[Study text — start]

Google Answers Logo
View Question
Q: Question about Buddhism ( Answered 5 out of 5 stars,   14 Comments )
Subject: Question about Buddhism
Category: Relationships and Society > Religion
Asked by: markiz-ga
List Price: $5.00
Posted: 24 Oct 2005 20:03 PDT
Expires: 23 Nov 2005 19:03 PST
Question ID: 584503
I'm not a Buddhist. But anyway,what is a purpose of reincarnation ? To
what reincarnation leads us ?
Subject: Re: Question about Buddhism
Answered By: hedgie-ga on 19 Nov 2005 02:18 PST
Rated:5 out of 5 stars
If you accept dictionary the meaning of 'purpose':

"What one intends to do or achieve: aim, ambition, design, end, goal,
intent, intention,.."

then purpose - the reason for the rebirth - is desire.

That is documented here:

Unsatisfied desire is the cause of rebirth.

You may ask 'what desire'?

 Desire to accomplish things, to posses things;
things, we do not have in the current or did not have in the past life. 

When that purpose is achieved we form an attachment to our possession.

[Study text — finish]

■ **Brief 1**
Reproduce the part of the Buddhism question page starting with "That is documented" and going on through "the past life.".
■ **Brief 2**
On the Buddhism question page, what is named as the cause of rebirth?
■ **Brief 3**
Continue the Buddhism question page from its last sentence.
You won't need the material that comes after this text.

[Data supplied — start]

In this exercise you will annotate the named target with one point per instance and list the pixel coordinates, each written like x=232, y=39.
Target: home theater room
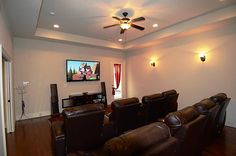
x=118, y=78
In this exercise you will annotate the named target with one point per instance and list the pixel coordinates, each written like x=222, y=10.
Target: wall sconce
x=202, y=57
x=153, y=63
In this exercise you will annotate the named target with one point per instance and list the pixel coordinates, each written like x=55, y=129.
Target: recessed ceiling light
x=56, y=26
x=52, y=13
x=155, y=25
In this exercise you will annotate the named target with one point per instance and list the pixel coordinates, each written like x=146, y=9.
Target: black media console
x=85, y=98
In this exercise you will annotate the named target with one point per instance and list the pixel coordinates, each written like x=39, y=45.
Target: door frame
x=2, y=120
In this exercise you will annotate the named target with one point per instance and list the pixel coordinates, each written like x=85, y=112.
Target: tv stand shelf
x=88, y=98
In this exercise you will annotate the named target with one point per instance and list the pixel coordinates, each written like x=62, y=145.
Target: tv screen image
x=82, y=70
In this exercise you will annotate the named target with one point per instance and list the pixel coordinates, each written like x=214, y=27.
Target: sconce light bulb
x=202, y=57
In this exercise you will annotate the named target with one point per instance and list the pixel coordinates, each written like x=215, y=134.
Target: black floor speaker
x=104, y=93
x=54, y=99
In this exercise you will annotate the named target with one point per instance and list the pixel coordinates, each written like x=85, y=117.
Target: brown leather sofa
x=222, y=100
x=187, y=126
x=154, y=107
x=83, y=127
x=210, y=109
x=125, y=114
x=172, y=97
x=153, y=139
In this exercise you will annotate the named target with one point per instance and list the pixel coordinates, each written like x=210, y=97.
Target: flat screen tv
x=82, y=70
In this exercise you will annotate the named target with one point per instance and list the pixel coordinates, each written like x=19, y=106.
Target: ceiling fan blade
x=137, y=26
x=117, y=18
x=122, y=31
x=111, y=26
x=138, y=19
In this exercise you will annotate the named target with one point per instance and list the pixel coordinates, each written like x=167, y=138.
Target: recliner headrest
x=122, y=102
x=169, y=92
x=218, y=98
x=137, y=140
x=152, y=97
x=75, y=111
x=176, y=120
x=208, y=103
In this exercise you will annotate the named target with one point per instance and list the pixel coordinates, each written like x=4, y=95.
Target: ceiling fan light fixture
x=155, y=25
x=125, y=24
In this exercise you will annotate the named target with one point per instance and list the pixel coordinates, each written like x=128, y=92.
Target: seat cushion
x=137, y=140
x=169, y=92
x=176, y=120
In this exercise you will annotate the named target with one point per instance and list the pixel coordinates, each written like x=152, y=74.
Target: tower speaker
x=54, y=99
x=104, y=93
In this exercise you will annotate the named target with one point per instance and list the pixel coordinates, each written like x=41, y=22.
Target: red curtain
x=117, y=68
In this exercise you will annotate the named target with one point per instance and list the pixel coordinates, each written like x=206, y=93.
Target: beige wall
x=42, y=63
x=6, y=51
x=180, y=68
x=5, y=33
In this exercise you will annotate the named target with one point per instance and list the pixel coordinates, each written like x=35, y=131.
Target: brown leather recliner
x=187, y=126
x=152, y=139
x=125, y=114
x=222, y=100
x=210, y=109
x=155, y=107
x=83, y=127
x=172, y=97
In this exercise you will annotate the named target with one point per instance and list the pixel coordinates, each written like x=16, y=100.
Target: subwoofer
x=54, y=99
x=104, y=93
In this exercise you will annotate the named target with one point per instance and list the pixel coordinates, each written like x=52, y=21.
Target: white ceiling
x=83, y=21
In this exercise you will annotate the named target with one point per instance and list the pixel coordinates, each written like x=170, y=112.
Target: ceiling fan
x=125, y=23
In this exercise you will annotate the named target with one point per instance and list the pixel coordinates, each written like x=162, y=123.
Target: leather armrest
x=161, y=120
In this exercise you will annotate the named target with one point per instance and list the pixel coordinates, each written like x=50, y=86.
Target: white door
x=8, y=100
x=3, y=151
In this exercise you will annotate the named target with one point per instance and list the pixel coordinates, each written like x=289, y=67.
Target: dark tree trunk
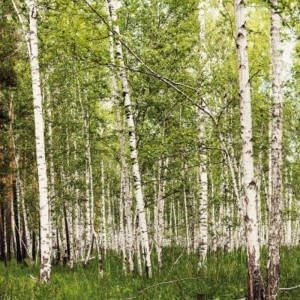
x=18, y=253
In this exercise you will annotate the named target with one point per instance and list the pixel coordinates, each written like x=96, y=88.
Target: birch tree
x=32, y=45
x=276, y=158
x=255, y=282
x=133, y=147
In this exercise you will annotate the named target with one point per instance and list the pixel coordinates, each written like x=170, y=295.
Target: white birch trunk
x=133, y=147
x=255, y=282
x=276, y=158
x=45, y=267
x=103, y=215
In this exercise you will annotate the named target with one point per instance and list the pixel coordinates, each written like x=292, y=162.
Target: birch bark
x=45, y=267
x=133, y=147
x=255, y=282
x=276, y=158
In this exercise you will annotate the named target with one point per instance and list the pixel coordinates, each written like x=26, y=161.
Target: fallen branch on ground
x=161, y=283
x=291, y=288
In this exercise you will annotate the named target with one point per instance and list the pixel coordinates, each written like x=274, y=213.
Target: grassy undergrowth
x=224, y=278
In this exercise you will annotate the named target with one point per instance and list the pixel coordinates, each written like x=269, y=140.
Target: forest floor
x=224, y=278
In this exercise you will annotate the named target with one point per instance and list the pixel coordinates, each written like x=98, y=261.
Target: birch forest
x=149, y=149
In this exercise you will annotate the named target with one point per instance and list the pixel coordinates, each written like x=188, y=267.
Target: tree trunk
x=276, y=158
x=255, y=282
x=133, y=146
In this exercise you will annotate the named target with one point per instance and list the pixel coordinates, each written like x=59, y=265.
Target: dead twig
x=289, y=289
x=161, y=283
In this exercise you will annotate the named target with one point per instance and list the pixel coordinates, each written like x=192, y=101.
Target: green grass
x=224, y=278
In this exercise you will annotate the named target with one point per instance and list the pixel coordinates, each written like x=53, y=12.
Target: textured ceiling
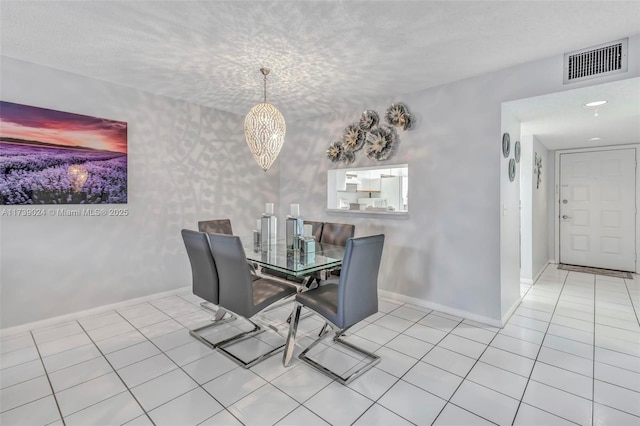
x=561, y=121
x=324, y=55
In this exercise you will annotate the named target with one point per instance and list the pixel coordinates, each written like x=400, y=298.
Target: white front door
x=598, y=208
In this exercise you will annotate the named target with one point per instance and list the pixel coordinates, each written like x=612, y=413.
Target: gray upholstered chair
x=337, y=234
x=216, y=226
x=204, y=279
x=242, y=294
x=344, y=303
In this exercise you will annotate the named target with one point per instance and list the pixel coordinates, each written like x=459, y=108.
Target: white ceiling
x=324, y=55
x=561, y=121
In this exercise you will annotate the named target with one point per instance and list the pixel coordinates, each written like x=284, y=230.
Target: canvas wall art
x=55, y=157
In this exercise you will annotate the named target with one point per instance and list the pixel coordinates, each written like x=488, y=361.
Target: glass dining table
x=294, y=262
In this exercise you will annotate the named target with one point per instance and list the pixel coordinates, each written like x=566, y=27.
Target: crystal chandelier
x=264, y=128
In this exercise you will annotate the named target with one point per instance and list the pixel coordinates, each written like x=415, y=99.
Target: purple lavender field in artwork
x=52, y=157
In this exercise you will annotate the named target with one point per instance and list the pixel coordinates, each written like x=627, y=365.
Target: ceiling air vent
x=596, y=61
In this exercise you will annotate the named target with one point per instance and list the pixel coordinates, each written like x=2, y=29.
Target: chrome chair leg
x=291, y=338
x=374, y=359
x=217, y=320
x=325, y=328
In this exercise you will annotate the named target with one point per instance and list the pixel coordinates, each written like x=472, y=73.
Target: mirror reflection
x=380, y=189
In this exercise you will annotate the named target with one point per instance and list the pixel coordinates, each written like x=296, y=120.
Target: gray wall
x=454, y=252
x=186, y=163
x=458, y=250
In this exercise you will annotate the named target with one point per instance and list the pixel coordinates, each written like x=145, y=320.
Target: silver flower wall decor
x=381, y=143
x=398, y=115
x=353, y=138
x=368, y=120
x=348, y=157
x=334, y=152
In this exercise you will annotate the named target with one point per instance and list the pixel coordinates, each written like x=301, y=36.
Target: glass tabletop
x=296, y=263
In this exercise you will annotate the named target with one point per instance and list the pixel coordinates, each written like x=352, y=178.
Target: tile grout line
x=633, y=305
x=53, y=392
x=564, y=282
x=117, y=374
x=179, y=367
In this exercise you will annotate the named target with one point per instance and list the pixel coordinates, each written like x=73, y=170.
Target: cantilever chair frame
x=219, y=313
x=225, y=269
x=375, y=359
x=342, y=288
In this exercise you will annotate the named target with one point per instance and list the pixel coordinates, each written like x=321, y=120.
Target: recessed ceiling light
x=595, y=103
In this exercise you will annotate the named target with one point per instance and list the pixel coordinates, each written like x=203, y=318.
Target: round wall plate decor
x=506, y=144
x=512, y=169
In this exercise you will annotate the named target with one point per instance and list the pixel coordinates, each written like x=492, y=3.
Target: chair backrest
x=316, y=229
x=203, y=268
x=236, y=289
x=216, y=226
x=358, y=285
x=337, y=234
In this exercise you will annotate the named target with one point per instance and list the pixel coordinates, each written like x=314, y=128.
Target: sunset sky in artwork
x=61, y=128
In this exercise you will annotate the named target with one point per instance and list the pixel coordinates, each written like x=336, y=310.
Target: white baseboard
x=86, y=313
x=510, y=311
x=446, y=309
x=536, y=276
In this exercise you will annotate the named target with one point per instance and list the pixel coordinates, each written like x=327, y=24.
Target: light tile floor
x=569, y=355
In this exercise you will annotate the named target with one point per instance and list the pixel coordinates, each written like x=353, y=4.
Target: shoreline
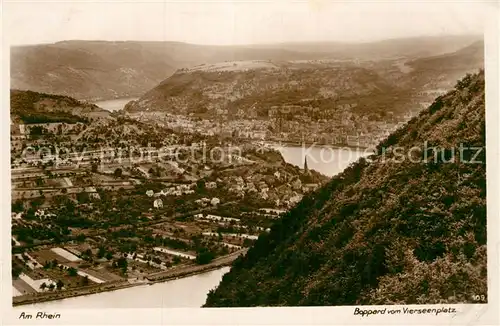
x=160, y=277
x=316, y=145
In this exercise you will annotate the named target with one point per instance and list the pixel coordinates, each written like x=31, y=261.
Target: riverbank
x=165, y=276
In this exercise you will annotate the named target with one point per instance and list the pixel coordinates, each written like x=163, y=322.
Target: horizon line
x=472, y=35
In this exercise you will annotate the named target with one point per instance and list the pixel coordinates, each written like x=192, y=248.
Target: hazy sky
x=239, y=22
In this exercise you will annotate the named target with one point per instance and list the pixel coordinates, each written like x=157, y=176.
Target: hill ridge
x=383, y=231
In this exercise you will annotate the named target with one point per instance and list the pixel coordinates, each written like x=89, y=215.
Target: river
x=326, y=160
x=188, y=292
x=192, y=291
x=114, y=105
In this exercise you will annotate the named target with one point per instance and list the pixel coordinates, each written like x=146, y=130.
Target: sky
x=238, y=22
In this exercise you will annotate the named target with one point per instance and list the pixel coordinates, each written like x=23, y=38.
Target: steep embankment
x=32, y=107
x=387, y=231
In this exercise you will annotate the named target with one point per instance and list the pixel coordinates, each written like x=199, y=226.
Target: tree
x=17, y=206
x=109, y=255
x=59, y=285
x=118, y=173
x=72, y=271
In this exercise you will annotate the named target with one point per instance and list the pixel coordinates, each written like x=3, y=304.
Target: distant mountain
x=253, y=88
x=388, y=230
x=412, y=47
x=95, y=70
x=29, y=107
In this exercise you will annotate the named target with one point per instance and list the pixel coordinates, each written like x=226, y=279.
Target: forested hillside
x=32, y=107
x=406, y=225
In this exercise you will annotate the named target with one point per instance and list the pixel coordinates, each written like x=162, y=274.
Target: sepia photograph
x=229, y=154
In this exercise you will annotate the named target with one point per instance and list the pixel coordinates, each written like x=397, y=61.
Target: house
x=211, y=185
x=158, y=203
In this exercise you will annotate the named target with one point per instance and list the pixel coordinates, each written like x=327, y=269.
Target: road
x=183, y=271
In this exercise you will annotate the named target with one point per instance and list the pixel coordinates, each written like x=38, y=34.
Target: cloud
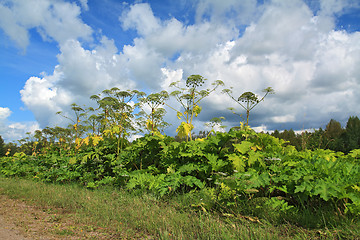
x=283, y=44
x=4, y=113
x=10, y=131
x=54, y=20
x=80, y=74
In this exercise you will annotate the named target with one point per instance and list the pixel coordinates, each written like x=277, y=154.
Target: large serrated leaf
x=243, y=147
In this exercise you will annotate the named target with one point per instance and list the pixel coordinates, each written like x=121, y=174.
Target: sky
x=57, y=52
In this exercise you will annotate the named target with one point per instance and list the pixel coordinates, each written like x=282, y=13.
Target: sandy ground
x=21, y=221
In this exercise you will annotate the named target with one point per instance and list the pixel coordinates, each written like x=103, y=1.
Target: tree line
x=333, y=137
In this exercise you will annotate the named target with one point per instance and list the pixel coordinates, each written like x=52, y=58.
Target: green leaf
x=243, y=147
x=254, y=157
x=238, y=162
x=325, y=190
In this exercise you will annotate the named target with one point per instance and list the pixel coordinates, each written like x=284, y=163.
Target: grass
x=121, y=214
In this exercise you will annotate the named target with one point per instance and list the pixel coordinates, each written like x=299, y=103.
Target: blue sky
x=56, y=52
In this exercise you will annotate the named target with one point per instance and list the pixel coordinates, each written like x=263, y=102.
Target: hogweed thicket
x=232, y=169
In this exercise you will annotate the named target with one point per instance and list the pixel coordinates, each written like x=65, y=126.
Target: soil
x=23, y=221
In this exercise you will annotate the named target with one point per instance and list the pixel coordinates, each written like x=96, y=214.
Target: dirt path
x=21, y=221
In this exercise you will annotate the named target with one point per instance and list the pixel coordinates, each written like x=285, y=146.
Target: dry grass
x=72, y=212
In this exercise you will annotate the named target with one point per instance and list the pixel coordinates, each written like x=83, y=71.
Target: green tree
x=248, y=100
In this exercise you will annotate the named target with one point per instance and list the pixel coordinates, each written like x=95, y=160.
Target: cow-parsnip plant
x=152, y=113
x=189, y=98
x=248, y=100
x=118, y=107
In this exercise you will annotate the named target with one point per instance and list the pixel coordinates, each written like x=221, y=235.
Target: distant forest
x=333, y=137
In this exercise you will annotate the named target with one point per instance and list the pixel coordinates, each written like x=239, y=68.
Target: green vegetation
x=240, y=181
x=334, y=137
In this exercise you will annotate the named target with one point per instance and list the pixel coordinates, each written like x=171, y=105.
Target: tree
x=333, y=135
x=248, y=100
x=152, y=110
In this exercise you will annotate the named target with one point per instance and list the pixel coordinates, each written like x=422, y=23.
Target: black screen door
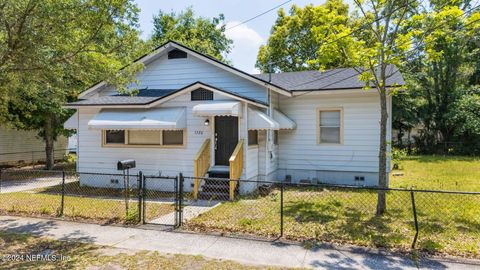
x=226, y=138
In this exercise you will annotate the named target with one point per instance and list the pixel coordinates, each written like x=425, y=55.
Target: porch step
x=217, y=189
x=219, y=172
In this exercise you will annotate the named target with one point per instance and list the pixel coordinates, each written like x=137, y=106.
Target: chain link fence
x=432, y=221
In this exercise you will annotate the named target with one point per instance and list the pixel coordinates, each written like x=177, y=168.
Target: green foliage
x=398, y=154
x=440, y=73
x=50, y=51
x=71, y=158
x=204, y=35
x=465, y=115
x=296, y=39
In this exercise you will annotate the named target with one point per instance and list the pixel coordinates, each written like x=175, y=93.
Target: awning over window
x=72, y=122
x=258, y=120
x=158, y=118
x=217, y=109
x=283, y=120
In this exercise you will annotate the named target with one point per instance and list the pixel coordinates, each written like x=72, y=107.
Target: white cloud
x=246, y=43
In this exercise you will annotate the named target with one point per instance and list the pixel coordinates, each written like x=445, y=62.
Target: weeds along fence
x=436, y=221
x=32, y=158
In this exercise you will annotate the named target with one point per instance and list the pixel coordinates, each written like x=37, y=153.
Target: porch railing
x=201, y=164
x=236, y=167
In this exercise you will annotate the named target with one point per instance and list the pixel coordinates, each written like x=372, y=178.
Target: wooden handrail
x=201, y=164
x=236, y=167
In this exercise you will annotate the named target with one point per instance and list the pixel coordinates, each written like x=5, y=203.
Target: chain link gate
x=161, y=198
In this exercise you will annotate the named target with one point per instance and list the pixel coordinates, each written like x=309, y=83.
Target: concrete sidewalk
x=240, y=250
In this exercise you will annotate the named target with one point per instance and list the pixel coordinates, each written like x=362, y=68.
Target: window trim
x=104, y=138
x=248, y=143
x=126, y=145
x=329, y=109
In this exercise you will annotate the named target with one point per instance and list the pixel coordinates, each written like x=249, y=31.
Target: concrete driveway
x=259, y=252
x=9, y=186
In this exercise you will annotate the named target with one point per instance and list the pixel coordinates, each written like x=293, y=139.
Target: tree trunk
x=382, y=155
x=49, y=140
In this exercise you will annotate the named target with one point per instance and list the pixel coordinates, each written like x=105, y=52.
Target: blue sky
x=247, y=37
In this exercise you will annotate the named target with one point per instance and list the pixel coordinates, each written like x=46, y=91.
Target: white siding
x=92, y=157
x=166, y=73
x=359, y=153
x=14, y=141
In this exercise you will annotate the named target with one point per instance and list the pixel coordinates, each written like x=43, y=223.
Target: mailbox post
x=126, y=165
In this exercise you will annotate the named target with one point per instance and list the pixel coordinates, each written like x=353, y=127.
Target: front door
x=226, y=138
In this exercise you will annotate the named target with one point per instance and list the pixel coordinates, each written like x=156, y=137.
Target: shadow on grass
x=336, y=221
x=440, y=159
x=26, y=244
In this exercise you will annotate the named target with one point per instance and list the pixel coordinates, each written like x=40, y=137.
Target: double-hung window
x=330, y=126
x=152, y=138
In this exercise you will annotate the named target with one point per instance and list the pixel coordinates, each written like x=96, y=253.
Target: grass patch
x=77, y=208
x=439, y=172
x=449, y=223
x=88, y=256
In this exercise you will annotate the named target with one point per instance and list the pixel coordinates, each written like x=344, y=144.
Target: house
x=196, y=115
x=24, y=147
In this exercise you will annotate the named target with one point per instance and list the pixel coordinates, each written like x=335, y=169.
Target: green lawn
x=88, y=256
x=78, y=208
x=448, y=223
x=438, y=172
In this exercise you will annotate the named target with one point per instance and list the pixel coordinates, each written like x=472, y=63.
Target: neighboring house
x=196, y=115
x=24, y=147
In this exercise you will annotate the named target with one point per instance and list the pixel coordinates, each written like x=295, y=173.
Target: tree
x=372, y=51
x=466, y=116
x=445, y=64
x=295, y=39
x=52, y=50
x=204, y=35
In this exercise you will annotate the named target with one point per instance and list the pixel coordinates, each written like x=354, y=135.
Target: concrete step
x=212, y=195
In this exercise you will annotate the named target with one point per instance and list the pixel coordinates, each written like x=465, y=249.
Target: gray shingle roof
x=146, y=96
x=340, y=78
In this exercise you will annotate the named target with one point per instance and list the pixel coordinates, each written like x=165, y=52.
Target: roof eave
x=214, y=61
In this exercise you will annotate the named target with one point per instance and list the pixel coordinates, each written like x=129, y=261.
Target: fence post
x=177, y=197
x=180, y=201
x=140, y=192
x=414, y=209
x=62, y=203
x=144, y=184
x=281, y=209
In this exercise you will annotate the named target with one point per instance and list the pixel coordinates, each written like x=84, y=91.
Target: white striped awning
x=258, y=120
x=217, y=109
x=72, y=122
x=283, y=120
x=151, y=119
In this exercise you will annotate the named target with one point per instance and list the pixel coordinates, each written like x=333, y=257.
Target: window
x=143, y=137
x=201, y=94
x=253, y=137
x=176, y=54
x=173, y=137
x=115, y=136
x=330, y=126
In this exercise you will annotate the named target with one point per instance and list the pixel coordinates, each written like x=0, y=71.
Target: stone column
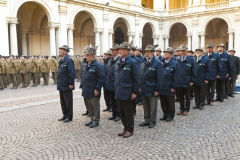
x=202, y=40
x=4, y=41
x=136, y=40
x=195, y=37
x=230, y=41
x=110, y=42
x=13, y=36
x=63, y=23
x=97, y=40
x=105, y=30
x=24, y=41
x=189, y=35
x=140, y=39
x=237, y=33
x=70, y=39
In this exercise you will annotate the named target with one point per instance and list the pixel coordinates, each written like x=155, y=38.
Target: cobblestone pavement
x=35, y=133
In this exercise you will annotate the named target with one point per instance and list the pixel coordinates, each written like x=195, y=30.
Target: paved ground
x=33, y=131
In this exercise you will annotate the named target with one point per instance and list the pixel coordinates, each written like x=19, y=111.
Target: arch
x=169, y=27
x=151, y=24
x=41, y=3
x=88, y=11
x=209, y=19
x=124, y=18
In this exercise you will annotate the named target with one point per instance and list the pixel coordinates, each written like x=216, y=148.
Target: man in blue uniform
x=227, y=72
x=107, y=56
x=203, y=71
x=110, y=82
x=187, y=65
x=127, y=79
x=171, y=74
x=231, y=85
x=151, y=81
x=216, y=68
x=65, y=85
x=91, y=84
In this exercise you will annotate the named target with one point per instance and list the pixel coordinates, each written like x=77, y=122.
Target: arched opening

[Data supplied — finish]

■ **Your response 1**
That is documented here:

Unsatisfied desire is the cause of rebirth.

You may ask 'what desire'?

 Desire to accomplish things, to posses things;
things, we do not have in the current or did not have in the past life.

■ **Your response 2**
Unsatisfied desire.

■ **Your response 3**
That, attachments is the problem, since  worldly things are only temporary and
attachment leads to pain, at the time of inevitable separation. Pain
leads to death and the cycle repeats.

This concept of 'wheel' is present in contemporary notion of dynamics.
 For example: gravity imparts momentum to bodies
and that causes motion. Motion causes the distribution of masses yo
change and that changes the gravitational field, which then imparts
different momentum on the bodies. etc etc. Cycle repeats indefinitely,
except that there is no purpose in case of the non-living bodies.

People who identify concept of 'self' with their bodymay find it hard
to  grasp the higher concept of 'self', concept  which transcends the
fate of one physical body.  However, most spiritual disciplines, not
just Buddhism,  recognize that there is more to the  'I', then the
body which may be  a temporary carrier of aspect of consciousness.


Request for Answer Clarification by markiz-ga on 23 Nov 2005 18:52 PST
Hi everybody ! Sorry hedgie, but it is not what I meant. So, let me
try it again. (However, I accept this as an answer, I found some
interesting stuff in it). What a sense of c o n t i n u a l 
reincarnations of humanity ? Like life after life, life after life...
over and over again. To where humanity has been leading by this ? What
then, after all ?  And after all - that's my mistake. I should
consider more sensible my first question, before I posted that. Once
again - sorry.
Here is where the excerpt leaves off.